(Pointing and labeling entries)
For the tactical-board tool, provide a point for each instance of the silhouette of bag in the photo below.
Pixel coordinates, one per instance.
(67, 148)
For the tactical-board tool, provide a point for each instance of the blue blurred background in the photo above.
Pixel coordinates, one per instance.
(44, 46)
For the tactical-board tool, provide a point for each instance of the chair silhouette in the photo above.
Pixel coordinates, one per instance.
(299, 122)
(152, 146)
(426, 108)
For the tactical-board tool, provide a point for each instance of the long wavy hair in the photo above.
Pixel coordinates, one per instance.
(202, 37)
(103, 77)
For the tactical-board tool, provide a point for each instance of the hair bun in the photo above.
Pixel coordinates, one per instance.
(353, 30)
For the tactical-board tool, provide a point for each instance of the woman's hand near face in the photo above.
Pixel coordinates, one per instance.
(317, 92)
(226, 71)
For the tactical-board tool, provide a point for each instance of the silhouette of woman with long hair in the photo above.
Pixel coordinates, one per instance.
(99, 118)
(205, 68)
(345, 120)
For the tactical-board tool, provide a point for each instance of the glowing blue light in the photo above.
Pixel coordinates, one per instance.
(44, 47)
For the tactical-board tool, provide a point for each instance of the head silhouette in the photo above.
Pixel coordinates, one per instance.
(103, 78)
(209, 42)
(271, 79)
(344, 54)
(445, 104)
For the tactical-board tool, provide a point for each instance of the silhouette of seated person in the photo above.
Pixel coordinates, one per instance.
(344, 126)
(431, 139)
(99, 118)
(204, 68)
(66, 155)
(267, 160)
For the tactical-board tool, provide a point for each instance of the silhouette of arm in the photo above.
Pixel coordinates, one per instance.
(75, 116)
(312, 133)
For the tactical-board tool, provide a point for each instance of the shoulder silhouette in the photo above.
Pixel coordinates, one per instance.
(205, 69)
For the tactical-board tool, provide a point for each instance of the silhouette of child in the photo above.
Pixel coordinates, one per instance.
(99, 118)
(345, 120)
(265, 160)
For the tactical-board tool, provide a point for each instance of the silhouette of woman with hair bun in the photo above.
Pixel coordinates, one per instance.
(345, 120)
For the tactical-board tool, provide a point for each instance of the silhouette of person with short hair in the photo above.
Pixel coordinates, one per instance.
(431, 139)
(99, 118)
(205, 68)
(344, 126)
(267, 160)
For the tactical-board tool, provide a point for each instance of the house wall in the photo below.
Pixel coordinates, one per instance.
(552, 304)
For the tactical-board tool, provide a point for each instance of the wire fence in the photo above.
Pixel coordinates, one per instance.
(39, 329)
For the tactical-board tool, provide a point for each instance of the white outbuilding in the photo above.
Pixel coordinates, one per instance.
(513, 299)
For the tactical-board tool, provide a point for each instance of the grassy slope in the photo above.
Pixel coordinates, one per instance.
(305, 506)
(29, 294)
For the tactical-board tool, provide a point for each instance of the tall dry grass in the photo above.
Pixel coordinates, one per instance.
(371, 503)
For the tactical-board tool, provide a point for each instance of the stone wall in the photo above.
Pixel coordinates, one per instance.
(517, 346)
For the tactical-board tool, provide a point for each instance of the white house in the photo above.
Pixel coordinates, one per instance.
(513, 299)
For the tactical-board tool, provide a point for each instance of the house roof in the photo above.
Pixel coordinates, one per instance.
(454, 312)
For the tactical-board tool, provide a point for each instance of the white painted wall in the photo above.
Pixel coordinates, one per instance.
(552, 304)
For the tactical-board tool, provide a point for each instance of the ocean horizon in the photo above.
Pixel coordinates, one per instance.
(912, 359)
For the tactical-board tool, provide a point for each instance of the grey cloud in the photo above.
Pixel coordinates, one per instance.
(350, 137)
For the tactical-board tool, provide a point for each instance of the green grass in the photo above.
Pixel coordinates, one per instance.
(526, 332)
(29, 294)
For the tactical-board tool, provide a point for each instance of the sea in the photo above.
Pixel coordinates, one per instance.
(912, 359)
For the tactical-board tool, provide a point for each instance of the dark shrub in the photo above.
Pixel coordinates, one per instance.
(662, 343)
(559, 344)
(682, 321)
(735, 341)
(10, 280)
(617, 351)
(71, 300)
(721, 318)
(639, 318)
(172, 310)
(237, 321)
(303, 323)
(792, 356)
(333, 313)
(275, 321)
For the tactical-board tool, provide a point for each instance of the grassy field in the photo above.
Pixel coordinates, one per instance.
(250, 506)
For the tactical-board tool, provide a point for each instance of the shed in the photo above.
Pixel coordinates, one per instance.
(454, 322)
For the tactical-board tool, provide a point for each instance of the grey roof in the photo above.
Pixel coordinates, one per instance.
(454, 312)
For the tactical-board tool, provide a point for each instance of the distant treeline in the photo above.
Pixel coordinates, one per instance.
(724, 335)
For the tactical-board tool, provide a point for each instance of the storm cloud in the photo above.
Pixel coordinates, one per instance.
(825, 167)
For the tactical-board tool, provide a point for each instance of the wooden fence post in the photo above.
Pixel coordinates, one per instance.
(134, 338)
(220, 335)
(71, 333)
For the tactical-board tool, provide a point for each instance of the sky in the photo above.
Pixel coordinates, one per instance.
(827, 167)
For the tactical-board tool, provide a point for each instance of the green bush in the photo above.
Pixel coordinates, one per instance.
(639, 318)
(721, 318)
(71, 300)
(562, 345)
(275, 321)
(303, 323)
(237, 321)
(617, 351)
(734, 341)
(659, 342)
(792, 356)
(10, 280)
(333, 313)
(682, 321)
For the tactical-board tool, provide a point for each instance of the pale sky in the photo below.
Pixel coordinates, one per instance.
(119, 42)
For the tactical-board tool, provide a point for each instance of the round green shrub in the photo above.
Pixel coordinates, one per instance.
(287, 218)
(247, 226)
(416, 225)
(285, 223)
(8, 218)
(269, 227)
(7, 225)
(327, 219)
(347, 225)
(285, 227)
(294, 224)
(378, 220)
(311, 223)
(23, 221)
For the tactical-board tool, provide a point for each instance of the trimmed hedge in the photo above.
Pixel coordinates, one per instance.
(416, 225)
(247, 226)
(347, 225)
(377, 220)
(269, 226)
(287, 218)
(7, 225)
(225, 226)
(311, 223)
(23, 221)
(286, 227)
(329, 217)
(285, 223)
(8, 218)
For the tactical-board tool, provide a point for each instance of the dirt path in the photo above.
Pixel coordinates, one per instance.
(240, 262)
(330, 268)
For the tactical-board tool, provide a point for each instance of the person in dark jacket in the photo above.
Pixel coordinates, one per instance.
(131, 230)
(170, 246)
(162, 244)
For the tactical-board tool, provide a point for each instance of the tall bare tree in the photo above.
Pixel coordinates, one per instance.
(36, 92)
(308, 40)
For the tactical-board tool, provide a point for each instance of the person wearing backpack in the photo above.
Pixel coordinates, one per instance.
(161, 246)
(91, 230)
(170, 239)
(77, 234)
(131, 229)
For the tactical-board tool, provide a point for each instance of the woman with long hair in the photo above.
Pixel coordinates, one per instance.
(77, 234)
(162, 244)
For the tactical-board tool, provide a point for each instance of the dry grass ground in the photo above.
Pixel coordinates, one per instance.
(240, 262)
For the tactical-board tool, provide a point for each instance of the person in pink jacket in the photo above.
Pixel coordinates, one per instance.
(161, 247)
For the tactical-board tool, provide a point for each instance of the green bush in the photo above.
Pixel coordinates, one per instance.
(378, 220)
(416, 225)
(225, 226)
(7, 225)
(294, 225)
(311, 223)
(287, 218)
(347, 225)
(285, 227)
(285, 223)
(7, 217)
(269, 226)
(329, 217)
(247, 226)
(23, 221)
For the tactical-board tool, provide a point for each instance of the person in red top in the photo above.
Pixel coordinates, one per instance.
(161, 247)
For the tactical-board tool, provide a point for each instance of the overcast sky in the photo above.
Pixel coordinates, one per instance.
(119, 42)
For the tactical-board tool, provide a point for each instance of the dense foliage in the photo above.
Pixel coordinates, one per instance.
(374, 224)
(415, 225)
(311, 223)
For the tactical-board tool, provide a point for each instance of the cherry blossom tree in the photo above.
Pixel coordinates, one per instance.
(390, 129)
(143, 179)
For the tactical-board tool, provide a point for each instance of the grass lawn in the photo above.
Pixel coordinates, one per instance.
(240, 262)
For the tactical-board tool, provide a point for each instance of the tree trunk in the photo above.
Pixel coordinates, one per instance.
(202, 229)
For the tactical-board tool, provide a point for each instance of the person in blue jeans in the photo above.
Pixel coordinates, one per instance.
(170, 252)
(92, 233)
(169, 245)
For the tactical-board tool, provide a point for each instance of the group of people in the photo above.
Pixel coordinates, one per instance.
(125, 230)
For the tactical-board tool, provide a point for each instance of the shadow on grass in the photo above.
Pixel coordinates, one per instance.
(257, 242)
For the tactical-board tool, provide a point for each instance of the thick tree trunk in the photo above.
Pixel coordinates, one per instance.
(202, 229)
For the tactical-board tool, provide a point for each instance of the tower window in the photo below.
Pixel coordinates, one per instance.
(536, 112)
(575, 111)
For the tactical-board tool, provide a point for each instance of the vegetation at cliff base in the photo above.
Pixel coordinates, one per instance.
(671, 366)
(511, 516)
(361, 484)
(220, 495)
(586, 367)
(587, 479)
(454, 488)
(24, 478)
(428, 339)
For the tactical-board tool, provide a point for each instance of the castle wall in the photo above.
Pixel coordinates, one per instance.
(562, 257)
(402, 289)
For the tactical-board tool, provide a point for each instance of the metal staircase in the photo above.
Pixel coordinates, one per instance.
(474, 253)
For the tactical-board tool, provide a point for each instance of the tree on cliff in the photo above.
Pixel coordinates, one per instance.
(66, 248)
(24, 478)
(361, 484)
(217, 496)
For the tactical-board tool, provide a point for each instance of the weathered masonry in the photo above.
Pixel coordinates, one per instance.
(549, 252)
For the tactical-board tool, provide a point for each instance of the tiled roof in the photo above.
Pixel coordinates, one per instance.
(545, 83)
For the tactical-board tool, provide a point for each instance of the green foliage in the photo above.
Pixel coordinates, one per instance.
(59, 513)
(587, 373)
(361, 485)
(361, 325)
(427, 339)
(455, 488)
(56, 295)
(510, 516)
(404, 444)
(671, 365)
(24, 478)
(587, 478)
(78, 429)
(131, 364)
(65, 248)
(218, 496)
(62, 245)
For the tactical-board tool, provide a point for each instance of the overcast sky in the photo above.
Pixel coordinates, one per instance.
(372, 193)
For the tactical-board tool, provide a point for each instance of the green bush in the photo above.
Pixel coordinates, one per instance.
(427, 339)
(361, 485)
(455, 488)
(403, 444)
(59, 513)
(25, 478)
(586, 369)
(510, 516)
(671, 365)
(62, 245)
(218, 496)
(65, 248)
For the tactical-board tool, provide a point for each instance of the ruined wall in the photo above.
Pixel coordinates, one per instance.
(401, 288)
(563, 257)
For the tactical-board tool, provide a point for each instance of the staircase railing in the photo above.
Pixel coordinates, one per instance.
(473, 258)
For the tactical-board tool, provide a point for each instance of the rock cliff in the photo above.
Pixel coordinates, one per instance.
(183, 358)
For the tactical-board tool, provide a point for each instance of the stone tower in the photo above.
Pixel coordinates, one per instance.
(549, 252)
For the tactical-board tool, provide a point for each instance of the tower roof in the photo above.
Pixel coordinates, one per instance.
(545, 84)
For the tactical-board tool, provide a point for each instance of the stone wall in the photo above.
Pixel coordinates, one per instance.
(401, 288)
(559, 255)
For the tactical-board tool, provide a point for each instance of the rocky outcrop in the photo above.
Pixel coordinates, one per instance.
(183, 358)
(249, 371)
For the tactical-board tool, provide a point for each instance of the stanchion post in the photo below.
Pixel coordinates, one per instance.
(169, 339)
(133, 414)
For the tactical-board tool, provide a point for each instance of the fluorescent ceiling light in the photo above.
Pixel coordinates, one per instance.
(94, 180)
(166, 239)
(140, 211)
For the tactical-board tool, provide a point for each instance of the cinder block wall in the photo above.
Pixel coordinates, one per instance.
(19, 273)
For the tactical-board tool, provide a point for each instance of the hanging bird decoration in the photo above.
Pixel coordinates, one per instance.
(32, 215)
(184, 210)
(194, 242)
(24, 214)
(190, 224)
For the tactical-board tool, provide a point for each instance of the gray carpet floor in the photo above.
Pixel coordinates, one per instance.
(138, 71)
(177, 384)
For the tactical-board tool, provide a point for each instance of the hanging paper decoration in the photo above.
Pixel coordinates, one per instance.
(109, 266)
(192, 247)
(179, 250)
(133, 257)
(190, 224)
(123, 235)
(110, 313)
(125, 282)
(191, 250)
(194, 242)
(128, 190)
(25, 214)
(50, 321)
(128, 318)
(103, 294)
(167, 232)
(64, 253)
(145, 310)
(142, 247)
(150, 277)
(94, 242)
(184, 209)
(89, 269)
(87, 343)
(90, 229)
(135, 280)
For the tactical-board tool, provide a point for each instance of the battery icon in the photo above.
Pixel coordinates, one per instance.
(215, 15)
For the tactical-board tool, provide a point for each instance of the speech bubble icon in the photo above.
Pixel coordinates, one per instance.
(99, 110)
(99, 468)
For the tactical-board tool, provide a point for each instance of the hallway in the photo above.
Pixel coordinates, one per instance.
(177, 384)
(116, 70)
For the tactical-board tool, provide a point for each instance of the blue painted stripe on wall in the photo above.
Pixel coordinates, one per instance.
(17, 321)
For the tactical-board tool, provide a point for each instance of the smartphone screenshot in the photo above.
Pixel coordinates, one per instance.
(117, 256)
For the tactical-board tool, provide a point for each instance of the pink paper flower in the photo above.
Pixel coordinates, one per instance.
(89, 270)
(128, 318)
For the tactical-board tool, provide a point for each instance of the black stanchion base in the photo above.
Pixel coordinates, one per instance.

Problem description. Starting from the line containing "hallway in the photo above." and ending with the final line of the data, reproduce each line exactly as it appears, including no other lines.

Full response.
For the tactical-board tool, provide a point for each instance of the hallway in the photo above.
Pixel coordinates, one per instance.
(177, 384)
(116, 70)
For the tactical-board tool, provide a point for each instance of the blue painted stripe on wall in the photo above.
Pixel coordinates, one per instance.
(17, 321)
For the tactical-board tool, provide a point for each instance of the smartphone screenshot in the photo above.
Pixel coordinates, one per instance.
(117, 256)
For the tactical-board tool, provide a point for each instance of the pink paper flower in the photo above.
Pixel coordinates, one per instance.
(89, 270)
(128, 318)
For the tactical-board tool, provide a point for each instance of the black stanchion base in the photo above.
Pixel coordinates, one per instance.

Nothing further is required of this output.